Check which lines in the records hold "stem" and report how many there are, with no other text.
>>>
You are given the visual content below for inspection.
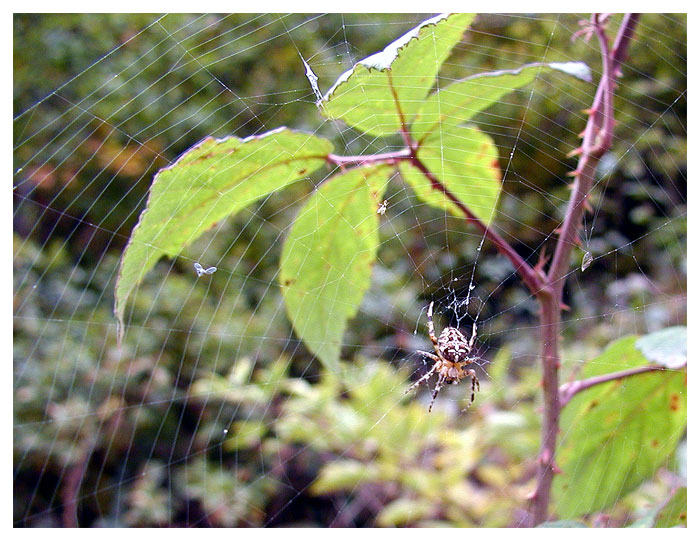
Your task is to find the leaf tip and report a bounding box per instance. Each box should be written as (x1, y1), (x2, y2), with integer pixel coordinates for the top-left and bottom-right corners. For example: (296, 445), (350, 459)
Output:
(549, 61), (593, 83)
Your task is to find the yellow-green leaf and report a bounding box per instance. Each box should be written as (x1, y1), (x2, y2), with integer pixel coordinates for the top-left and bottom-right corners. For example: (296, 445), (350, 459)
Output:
(114, 128), (332, 338)
(553, 335), (687, 519)
(655, 487), (687, 528)
(321, 13), (475, 137)
(280, 166), (392, 372)
(399, 125), (502, 224)
(311, 459), (379, 494)
(376, 498), (434, 527)
(411, 62), (592, 142)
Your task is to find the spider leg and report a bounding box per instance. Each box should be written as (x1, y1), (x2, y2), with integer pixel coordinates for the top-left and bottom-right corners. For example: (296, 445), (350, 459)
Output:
(417, 351), (440, 363)
(428, 373), (446, 413)
(404, 363), (438, 394)
(467, 320), (478, 353)
(461, 369), (479, 412)
(427, 301), (441, 353)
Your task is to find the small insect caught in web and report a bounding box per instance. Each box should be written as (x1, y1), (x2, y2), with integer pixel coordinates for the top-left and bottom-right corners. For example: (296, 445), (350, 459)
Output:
(376, 199), (388, 215)
(194, 262), (217, 277)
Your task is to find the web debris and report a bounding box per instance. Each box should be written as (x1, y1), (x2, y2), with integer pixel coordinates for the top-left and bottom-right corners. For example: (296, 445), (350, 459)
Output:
(581, 251), (593, 271)
(194, 262), (217, 277)
(299, 53), (323, 104)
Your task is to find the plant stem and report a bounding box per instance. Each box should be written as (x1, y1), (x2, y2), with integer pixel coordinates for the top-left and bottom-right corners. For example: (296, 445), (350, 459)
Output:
(326, 148), (411, 167)
(529, 13), (640, 526)
(326, 156), (549, 299)
(408, 155), (549, 299)
(559, 364), (671, 408)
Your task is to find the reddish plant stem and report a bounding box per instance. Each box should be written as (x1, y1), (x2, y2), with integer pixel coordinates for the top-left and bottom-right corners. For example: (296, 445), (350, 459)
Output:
(559, 364), (671, 408)
(327, 140), (548, 298)
(529, 13), (640, 526)
(62, 438), (95, 527)
(326, 149), (549, 298)
(408, 155), (549, 299)
(327, 148), (410, 167)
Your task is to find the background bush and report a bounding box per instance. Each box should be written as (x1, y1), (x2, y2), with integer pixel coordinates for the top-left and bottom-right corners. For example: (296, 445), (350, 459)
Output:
(13, 13), (686, 527)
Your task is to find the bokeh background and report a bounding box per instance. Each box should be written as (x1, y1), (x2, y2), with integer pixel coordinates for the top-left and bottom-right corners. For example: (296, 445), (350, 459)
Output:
(14, 13), (686, 527)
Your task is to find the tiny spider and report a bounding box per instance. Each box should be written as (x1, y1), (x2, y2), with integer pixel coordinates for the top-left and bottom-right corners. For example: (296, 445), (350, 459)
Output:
(405, 301), (480, 412)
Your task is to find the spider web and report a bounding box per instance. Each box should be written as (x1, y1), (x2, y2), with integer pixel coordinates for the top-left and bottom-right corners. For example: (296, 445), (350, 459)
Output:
(13, 12), (687, 527)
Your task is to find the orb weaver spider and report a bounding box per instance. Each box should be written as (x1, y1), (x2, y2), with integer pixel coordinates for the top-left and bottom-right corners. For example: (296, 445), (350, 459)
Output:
(405, 301), (480, 412)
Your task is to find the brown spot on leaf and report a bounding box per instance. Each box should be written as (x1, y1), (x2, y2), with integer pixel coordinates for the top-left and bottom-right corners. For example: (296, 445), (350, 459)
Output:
(298, 168), (307, 175)
(283, 278), (296, 287)
(588, 399), (599, 410)
(651, 439), (659, 447)
(670, 393), (680, 411)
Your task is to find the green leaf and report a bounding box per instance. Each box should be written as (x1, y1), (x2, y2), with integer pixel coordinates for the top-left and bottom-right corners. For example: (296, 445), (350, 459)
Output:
(114, 128), (332, 338)
(410, 62), (592, 142)
(222, 420), (268, 452)
(321, 13), (475, 137)
(628, 487), (687, 528)
(398, 125), (502, 224)
(376, 498), (435, 527)
(553, 336), (687, 519)
(311, 459), (378, 494)
(279, 165), (392, 371)
(655, 487), (687, 528)
(636, 326), (687, 368)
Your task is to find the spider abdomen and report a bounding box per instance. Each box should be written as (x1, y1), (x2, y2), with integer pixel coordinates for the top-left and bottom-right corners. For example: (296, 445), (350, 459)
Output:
(438, 327), (471, 363)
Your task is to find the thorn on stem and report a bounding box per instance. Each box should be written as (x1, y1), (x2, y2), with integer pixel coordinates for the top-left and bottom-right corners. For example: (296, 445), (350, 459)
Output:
(534, 247), (549, 275)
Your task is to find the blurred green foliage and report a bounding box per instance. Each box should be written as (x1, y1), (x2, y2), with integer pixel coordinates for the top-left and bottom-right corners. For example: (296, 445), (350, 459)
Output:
(14, 14), (685, 526)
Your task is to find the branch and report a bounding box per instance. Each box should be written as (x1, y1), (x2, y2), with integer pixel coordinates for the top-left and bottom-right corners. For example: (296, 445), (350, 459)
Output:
(325, 138), (550, 299)
(548, 14), (639, 294)
(530, 13), (640, 526)
(62, 437), (95, 527)
(611, 14), (641, 75)
(409, 155), (549, 299)
(590, 16), (614, 155)
(559, 364), (671, 407)
(326, 148), (410, 167)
<<<
### Solved exercise
3